• What the task requires: Starting with the line that contains "Objective — for every instance of the green grass", reproduce each line through the end of the entries exactly as written.

Data extracted from a collection:
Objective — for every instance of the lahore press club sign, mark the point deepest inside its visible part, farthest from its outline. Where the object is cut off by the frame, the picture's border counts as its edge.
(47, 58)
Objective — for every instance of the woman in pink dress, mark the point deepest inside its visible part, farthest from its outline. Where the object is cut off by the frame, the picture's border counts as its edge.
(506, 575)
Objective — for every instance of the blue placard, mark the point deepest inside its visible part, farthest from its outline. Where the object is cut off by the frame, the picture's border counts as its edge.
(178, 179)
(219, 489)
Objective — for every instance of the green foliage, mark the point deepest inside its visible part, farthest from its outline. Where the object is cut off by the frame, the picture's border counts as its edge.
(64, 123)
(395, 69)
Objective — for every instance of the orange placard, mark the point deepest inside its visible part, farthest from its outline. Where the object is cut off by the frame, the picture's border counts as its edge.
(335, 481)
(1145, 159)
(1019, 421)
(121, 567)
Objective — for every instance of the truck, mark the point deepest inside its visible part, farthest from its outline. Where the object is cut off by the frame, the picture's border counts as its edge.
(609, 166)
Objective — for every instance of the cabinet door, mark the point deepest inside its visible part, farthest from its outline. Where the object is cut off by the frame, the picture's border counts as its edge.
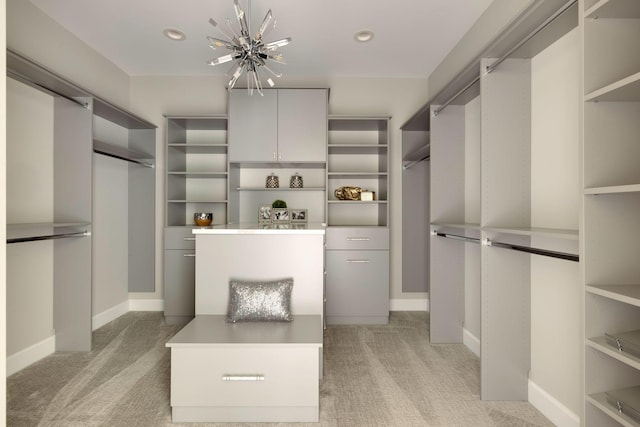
(357, 286)
(253, 126)
(302, 125)
(179, 282)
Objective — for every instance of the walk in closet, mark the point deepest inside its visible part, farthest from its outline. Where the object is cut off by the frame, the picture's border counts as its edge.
(611, 203)
(51, 203)
(504, 276)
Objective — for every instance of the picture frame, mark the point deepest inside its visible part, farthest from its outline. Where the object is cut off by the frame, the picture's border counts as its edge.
(280, 215)
(298, 215)
(264, 214)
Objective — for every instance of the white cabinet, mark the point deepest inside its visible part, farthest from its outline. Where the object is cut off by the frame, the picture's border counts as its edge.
(611, 200)
(357, 284)
(284, 125)
(246, 372)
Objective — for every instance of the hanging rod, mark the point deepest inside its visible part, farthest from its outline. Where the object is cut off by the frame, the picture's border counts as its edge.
(455, 237)
(498, 61)
(117, 156)
(48, 237)
(415, 162)
(536, 251)
(531, 35)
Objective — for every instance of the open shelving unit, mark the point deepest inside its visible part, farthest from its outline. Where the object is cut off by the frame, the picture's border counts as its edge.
(358, 156)
(611, 196)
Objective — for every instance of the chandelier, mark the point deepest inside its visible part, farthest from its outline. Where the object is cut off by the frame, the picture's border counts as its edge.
(250, 54)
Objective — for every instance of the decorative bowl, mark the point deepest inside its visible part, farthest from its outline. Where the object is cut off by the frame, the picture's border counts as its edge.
(203, 219)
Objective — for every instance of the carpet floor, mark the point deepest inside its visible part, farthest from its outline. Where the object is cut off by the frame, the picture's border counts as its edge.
(384, 375)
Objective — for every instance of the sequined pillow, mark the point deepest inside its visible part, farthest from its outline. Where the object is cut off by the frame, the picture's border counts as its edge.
(260, 301)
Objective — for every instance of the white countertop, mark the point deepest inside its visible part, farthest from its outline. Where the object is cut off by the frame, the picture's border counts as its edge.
(253, 228)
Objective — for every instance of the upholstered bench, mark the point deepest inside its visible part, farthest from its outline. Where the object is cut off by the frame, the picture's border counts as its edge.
(246, 371)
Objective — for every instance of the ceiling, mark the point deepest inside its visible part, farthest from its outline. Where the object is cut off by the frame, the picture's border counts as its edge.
(411, 36)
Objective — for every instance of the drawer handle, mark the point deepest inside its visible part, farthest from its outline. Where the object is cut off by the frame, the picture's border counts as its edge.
(243, 377)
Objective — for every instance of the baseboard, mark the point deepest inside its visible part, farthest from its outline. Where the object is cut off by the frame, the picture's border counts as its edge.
(146, 305)
(471, 341)
(408, 304)
(30, 355)
(551, 408)
(109, 315)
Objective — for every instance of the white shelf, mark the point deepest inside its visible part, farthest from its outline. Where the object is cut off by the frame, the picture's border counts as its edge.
(599, 400)
(189, 174)
(629, 294)
(280, 189)
(600, 344)
(200, 148)
(616, 189)
(625, 90)
(536, 232)
(626, 9)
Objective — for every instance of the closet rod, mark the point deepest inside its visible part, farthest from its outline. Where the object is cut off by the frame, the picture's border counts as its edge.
(455, 237)
(415, 162)
(531, 35)
(491, 67)
(536, 251)
(48, 237)
(116, 156)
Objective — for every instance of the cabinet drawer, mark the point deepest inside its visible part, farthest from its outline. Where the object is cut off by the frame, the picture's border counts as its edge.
(179, 238)
(245, 375)
(354, 238)
(357, 283)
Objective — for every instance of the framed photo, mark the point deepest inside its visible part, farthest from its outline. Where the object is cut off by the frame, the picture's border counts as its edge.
(298, 215)
(264, 214)
(280, 215)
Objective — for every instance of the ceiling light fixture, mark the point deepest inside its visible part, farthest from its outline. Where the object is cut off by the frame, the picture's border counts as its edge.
(364, 36)
(249, 54)
(174, 34)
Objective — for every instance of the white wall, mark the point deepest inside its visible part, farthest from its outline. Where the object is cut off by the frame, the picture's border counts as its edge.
(472, 215)
(29, 199)
(556, 294)
(399, 98)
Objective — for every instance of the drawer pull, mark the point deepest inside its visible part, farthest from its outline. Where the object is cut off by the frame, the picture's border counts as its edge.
(243, 377)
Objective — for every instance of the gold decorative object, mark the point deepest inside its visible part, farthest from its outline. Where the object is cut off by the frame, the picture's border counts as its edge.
(348, 193)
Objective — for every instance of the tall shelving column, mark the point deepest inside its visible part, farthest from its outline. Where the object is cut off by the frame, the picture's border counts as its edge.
(611, 202)
(197, 181)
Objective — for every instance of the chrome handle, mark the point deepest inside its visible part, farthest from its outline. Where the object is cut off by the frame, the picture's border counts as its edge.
(243, 377)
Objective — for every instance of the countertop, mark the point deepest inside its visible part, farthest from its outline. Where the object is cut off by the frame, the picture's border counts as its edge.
(253, 228)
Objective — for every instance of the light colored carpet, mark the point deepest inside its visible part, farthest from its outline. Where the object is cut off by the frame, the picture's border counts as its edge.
(387, 375)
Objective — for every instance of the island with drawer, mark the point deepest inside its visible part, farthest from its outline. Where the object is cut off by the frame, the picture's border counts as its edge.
(251, 371)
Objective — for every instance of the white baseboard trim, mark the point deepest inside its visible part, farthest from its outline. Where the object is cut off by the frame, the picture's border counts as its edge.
(551, 408)
(408, 304)
(471, 341)
(101, 319)
(30, 355)
(146, 305)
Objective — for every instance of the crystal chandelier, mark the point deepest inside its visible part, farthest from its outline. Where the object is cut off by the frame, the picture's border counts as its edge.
(250, 54)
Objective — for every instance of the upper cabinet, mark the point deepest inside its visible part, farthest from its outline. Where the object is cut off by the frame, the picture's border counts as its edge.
(284, 125)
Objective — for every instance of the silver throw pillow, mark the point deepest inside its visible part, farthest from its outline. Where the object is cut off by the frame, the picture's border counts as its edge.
(268, 301)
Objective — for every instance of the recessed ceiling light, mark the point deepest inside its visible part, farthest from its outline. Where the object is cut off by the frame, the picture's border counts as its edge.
(174, 34)
(364, 36)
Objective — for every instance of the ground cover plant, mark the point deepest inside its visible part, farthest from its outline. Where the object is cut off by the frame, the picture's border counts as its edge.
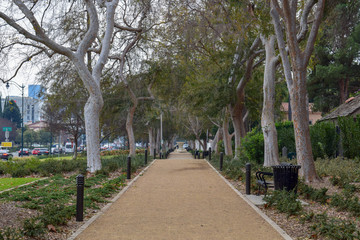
(333, 208)
(6, 183)
(52, 200)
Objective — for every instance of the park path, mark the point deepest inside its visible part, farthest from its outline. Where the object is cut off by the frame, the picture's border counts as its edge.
(180, 198)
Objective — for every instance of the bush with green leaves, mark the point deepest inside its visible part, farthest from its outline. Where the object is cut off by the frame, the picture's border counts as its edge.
(318, 195)
(324, 140)
(286, 138)
(340, 176)
(284, 201)
(11, 234)
(347, 200)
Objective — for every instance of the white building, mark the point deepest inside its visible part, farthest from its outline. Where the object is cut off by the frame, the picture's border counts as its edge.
(32, 108)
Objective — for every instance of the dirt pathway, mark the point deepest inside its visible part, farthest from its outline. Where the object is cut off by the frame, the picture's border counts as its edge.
(180, 198)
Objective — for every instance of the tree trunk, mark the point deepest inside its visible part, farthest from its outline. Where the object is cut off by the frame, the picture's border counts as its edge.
(271, 151)
(158, 141)
(300, 115)
(216, 140)
(227, 137)
(295, 64)
(75, 149)
(152, 141)
(343, 86)
(238, 123)
(92, 115)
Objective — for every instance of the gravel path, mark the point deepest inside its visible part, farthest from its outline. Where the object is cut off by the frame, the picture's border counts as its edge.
(180, 198)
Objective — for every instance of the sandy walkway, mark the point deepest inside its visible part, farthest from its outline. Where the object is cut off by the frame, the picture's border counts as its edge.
(180, 198)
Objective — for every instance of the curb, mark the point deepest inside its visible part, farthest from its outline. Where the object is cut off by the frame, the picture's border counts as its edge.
(265, 217)
(107, 206)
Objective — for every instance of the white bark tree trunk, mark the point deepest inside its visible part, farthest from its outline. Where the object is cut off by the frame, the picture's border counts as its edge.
(92, 115)
(130, 130)
(151, 141)
(227, 137)
(158, 141)
(271, 151)
(216, 140)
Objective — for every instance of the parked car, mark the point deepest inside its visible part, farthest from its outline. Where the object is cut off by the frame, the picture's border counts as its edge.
(56, 148)
(4, 154)
(40, 151)
(24, 152)
(43, 151)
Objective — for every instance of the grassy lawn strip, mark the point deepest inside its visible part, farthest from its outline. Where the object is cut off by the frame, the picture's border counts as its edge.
(55, 200)
(6, 183)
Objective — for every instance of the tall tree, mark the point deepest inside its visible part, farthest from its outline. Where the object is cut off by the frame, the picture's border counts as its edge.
(12, 112)
(335, 67)
(39, 33)
(295, 63)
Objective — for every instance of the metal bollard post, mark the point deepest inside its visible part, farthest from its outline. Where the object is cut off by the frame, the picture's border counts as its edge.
(248, 178)
(145, 156)
(221, 160)
(80, 198)
(128, 172)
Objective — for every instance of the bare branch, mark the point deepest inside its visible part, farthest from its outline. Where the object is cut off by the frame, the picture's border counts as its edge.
(21, 64)
(313, 33)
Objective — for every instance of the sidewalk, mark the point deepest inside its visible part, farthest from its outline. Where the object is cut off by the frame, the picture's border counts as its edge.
(180, 198)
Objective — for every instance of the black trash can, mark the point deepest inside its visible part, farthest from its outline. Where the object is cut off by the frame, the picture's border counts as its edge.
(286, 176)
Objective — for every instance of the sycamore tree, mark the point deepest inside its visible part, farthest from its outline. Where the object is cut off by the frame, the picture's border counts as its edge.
(37, 26)
(85, 32)
(335, 66)
(287, 19)
(12, 112)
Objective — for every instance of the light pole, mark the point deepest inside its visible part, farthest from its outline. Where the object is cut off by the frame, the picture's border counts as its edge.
(22, 87)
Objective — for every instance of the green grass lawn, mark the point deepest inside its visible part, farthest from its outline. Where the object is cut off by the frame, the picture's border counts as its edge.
(6, 183)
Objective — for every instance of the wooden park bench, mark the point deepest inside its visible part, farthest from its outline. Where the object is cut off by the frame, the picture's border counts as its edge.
(262, 182)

• Task result:
Objective — for every instance of the green grass lawn, mark the point deepest inside its visible part, farthest from its outline. Where the object is cut off by the frame, the picture's border counts as its edge.
(6, 183)
Objective — for every instance of the wooden park bench, mark the point deepest inside its visible part, farthest from its outline. Where the object is cut off by the frame, the picture's border counts as its edge.
(262, 182)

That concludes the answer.